**SOURCE**

<<<<

US 4879269 A
The present invention provides a pressure sensitive copy material using an electron accepting developer and an electron donating coupler which develops a color by contacting with the developer, the pressure sensitive copy material being characterized by employing phenyl-sec-butylphenyl-methane as a solvent for the electron donating coupler.
1. A pressure sensitive copy material using an electron accepting developer and an electron donating coupler which develops a color by contacting with said developer, said pressure sensitive copy material being characterized by employing phenyl-sec-butylphenyl-methane as a solvent for said electron donating coupler, wherein at least 60% of the phenyl-sec-butylphenyl-methane is the meta- or para-isomer or a mixture thereof.
2. A pressure sensitive copy material according to claim 1 wherein said pressure sensitive copy material is a copy paper.
3. A pressure sensitive copy material according to claim 1 wherein at least 80% is the meta- or para- isomers or a mixture thereof.
4. A pressure sensitive copy material according to claim 3 wherein said pressure sensitive copy material is a copy paper.
5. A pressure sensitive copy material comprising a substrate having an electron donating coupler thereon, said electron donating coupler developing color by contact with an electron accepting developer, said pressure sensitive copy material being characterized by employing phenyl-sec-butylphenyl-methane as a solvent for said electron donating coupler wherein at least 60% of the phenyl-sec-butylphenyl-methane is the meta- or para-isomer or a mixture thereof.
6. A pressure sensitive copy material according to claim 5 wherein said pressure sensitive copy material is a copy paper.
7. A pressure sensitive copy paper according to claim 5 wherein at least 80% is the meta- or para-isomers or a mixture thereof.

>>>>

**DATA EXCERPTS**
<<<<

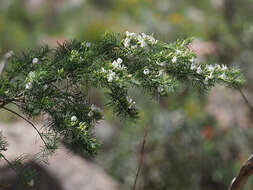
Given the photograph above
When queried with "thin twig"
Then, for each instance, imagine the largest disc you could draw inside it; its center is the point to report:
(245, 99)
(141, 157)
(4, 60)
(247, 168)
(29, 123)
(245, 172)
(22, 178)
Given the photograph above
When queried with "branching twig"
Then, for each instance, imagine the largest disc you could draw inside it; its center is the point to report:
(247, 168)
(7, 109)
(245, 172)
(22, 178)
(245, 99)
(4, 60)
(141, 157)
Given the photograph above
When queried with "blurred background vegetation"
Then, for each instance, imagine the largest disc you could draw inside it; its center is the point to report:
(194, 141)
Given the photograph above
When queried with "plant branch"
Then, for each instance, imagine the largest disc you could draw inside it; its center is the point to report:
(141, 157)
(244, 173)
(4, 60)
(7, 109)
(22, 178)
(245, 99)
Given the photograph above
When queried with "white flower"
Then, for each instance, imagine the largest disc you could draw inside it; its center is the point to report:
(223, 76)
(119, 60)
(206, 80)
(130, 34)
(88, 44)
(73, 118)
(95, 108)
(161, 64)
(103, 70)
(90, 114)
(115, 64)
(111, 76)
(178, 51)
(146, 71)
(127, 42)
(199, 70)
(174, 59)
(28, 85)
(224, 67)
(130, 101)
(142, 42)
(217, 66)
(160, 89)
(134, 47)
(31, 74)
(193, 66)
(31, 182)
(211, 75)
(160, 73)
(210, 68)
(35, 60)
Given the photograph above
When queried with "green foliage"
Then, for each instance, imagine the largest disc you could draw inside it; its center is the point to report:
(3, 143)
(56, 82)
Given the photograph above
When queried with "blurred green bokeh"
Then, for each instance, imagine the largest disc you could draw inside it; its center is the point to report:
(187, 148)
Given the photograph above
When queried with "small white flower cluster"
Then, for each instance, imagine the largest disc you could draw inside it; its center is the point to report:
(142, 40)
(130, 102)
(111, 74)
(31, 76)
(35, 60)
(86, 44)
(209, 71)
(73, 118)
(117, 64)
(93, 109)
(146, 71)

>>>>

**BRIEF**
Continue the patent on pressure-sensitive copy material, picking up right after its last claim.

**EXPECTED OUTPUT**
8. A pressure sensitive copy material according to claim 7 wherein said pressure sensitive copy material is a copy paper.
This is a continuation of application Ser. No. 946,535 filed on Dec. 24, 1986, now abandoned.
(1) Field of the Invention
The present invention relates to a record material, more particularly to a pressure sensitive copy material.
(2) Description of the Prior Art
Heretofore, record materials, i.e., pressure sensitive copy papers have been known which are composed of a paper coated on the one side thereof with microcapsules containing a colorless electron donating agent (hereinafter referred to as the coupler) in a liquid state therein and another paper coated on the one side thereof with an electron accepting substance (hereinafter referred to as the developer) such as a clay or a polymeric material having an ability to develop a color by the reaction with the aforesaid coupler. When used, both the papers are superposed on each other so that the respective coated surfaces thereof may face each other, and pressure is then applied onto the superposed papers, so that a copy record is given thereby.
This type of record material has the following copy record mechanism: The microcapsules on the paper are ruptured by the pressure from a pen, a typewriter or the like in order to release a coupler solution therefrom, and the latter is then brought into contact with the developer with which the confronted paper has been coated, whereby a color is developed.
Further, another type of record material has been known in which the respective coating layers having such a color developing mechanism as described above are formed onto either surface of one paper, the microcapsule layer and the developer layer being disposed as an inside layer and an outside layer, respectively. In the case of this record material, the microcapsules, when used, are broken by a pressure from a pen, a typewriter or the like to consequently release a coupler solution therefrom, and the latter then contacts with the developer of the outside layer, thereby developing a color.
The coupler solution used in the aforesaid record material is a solution in which the electron donating coupler is dissolved in one or more hydrophobic solvents. The hydrophobic solvent used therein is required to satisfy the following requirements.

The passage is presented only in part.